◆ Task to carry out ◆
List each line in the records below that contains the word "blue".

(Excerpts of pointing data)
_ _ _ _ _ _ _

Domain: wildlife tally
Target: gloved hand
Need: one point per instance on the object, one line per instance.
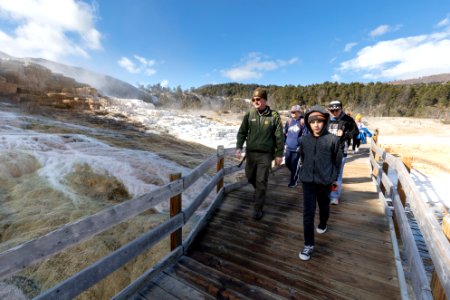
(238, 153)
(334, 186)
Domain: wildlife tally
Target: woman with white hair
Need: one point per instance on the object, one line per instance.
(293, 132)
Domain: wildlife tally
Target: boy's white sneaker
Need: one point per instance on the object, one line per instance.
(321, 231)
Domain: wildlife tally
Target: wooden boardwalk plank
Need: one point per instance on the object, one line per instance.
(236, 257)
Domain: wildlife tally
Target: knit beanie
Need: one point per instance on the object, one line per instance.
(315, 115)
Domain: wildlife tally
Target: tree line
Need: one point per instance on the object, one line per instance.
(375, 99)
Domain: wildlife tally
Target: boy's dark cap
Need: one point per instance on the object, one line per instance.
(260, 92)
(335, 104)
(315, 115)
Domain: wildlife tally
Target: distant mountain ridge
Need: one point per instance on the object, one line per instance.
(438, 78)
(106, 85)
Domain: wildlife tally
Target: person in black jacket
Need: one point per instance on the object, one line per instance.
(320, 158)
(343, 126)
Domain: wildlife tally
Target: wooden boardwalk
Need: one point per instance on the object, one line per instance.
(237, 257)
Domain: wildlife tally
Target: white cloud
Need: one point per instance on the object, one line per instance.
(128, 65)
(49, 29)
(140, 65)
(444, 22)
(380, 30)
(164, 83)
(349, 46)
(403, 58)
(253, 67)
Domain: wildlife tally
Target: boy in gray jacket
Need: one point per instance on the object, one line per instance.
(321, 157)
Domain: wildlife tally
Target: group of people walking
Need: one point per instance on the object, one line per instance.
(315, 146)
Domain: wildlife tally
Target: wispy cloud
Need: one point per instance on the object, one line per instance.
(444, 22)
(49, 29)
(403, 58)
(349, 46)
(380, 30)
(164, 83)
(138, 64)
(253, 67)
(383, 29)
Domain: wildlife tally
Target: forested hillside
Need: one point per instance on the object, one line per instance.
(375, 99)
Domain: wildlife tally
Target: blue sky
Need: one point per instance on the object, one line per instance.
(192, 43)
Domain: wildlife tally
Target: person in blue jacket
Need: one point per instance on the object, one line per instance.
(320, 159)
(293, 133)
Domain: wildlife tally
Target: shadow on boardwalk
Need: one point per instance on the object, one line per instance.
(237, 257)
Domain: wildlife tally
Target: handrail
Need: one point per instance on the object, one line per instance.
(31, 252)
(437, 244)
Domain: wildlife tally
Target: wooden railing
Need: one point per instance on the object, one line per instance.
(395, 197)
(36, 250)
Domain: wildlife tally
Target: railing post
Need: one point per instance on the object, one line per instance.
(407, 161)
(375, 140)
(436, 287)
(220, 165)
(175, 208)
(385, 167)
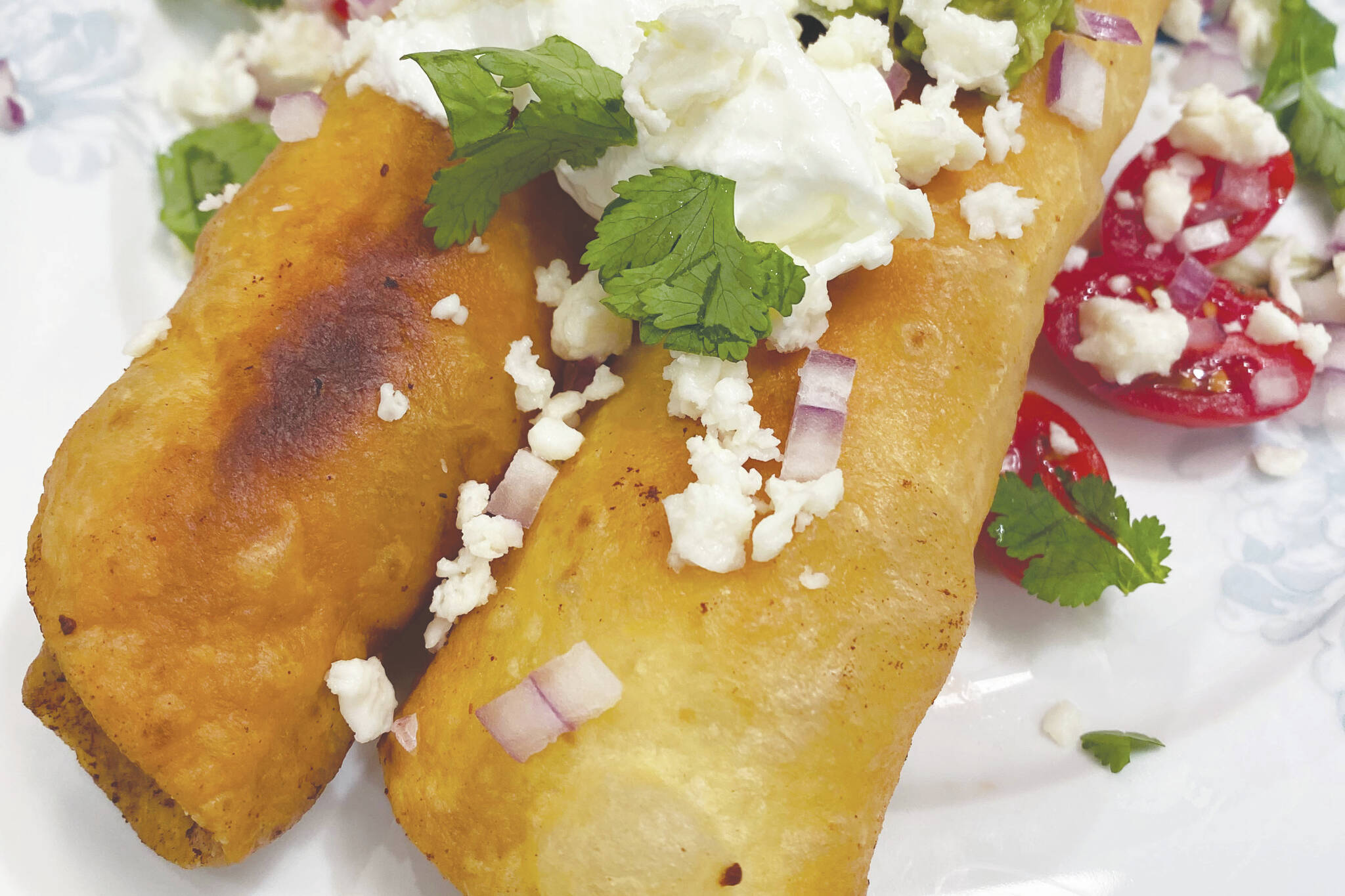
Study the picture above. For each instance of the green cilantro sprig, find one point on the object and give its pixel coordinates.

_ _ _ _ _ _ _

◆ Solution ◆
Target: blue sky
Target: person in blue jacket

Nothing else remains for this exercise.